START RECORDS TO PROCESS
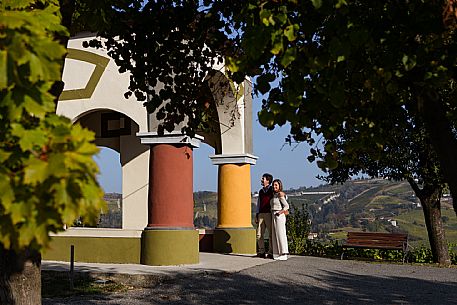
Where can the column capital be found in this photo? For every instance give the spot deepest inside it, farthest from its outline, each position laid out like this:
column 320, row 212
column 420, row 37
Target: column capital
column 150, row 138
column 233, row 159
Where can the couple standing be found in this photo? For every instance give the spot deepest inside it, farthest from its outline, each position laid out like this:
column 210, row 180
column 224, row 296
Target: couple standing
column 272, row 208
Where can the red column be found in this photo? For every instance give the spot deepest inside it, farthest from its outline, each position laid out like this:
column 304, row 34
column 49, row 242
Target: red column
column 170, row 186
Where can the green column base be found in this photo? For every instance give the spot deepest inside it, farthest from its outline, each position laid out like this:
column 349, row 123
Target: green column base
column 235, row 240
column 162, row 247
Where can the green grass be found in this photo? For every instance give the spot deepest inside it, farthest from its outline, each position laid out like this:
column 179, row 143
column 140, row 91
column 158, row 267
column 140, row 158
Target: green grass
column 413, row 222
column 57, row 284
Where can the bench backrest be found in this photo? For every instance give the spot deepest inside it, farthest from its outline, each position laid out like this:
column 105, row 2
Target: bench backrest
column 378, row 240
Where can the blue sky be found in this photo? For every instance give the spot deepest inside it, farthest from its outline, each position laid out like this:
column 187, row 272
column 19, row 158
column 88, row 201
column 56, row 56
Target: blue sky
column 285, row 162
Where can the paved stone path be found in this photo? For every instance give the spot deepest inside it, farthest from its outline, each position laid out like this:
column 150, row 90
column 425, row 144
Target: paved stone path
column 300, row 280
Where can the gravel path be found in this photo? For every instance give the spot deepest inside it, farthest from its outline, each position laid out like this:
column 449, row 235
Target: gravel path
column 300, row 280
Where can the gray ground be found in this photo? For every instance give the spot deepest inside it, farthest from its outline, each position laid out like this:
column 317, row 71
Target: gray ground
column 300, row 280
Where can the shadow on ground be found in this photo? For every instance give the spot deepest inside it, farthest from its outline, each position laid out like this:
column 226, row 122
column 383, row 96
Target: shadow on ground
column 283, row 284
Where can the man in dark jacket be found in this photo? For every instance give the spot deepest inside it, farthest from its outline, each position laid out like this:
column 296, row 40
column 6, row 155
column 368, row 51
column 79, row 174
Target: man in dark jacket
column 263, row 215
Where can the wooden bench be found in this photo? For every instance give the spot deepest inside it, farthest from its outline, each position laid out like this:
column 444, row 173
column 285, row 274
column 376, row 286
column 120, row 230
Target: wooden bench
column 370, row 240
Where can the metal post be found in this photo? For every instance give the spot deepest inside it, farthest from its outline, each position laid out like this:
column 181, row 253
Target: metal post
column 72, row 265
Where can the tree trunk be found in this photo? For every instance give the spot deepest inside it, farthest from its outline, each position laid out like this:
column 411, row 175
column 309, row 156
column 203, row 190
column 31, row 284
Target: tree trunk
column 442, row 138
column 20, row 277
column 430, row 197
END RECORDS TO PROCESS
START RECORDS TO PROCESS
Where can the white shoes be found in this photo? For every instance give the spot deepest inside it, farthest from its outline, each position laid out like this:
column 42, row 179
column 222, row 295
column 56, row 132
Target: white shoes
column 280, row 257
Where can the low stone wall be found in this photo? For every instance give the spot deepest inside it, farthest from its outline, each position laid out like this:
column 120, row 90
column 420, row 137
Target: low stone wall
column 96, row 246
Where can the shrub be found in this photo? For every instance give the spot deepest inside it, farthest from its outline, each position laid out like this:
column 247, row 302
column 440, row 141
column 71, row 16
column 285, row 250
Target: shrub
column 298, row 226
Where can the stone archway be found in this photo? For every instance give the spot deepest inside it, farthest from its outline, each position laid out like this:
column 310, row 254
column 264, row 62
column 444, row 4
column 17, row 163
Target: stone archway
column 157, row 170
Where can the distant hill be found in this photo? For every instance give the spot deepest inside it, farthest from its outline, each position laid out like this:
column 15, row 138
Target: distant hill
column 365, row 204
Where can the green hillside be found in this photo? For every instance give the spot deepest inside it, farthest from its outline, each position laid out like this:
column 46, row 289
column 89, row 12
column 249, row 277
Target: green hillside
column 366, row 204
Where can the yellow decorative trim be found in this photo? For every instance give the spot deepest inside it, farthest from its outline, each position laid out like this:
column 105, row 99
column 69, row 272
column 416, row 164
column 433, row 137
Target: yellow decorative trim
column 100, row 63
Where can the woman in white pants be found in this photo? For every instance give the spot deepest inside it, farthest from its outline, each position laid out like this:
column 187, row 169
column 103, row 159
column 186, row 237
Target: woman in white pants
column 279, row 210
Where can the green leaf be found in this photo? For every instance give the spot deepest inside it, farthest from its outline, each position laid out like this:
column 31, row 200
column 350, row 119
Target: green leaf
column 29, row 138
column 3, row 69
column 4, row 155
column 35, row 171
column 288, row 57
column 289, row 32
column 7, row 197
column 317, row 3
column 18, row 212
END RECORDS TO PROCESS
START RECORDS TO PROCESS
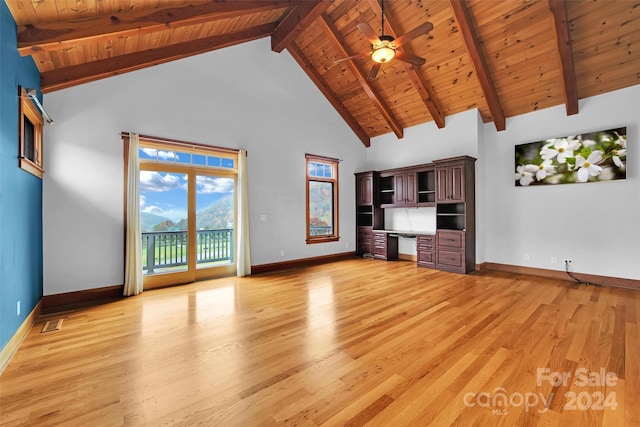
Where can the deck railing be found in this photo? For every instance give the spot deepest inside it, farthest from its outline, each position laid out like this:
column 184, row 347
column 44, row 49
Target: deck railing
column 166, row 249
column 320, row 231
END RECORDS TO PROCESS
Rewrite the records from the line containing "Where can the column" up to and including the line containing "column 170, row 186" as a JSON list of strings, with one string per line and blank lines omitted.

● **EXPECTED ANSWER**:
[
  "Where can the column capital be found in this photo? For every instance give the spot deepest inside it, farthest from its outline, each position laid out like this:",
  "column 320, row 212",
  "column 420, row 37",
  "Target: column capital",
  "column 150, row 138",
  "column 233, row 159",
  "Where can the couple standing be found in this photo? For every instance give the spot deepest inside it, farthest from its outline, each position laid out like this:",
  "column 210, row 180",
  "column 224, row 296",
  "Target: couple standing",
  "column 272, row 208",
  "Where can the red column be found in this photo? For every instance give the spot deepest inside it, farthest from its outline, each position laid out like this:",
  "column 304, row 34",
  "column 49, row 242",
  "Target: red column",
  "column 170, row 186"
]